START RECORD LIST

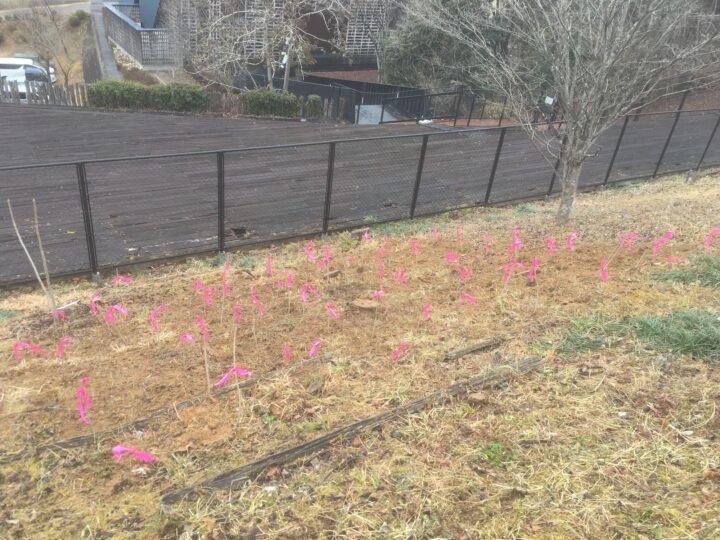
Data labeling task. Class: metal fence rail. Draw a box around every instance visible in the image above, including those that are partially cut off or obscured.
[0,109,720,285]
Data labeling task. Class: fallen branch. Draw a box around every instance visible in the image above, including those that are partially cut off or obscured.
[442,337,504,362]
[160,357,540,504]
[0,356,330,464]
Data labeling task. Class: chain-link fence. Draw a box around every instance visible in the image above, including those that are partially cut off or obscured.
[0,104,720,284]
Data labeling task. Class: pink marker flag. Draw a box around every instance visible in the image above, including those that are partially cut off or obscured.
[325,302,338,321]
[508,225,522,257]
[503,261,524,283]
[303,244,317,261]
[308,339,322,358]
[528,257,540,283]
[148,304,166,334]
[393,268,407,286]
[318,244,332,268]
[195,315,210,341]
[390,341,408,360]
[205,287,215,306]
[55,336,72,358]
[222,254,230,296]
[213,367,252,387]
[233,304,242,324]
[250,287,262,317]
[545,238,557,255]
[653,232,673,257]
[483,234,492,255]
[705,227,720,251]
[193,279,205,292]
[105,304,127,324]
[565,232,577,251]
[112,445,155,463]
[75,377,90,424]
[88,291,100,315]
[300,283,320,302]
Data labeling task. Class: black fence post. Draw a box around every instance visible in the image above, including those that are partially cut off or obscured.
[453,86,465,127]
[75,162,100,278]
[695,109,720,171]
[603,114,630,186]
[485,128,507,206]
[217,152,225,253]
[410,135,430,218]
[323,142,336,234]
[498,97,507,127]
[653,90,690,178]
[465,94,477,127]
[547,134,567,197]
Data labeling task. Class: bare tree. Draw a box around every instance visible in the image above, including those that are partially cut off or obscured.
[183,0,345,90]
[409,0,719,222]
[20,0,80,86]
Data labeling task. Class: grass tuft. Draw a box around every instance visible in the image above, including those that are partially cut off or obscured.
[654,256,720,287]
[556,309,720,362]
[634,309,720,362]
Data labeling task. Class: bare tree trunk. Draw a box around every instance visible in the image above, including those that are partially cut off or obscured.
[265,47,273,90]
[555,159,582,223]
[283,45,292,92]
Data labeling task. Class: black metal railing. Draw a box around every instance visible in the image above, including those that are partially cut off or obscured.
[0,103,720,285]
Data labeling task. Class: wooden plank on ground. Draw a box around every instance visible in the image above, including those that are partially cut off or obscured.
[160,357,541,504]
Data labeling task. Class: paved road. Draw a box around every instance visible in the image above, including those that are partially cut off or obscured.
[0,106,720,282]
[0,1,90,16]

END RECORD LIST

WORK REQUIRED: Retype the listing from "Data labeling task. Class: black metal" through "[160,357,541,504]", character for character.

THE SOLUTION:
Data labeling task. Class: black metal railing. Draw a box around every instance visible in the image above, including those that are partially cut off or obscured.
[0,103,720,285]
Data labeling task. Class: wooden plank on ground. Draw a box around every instance visible in the image above, including those that are partially cut off or obscured.
[160,357,541,504]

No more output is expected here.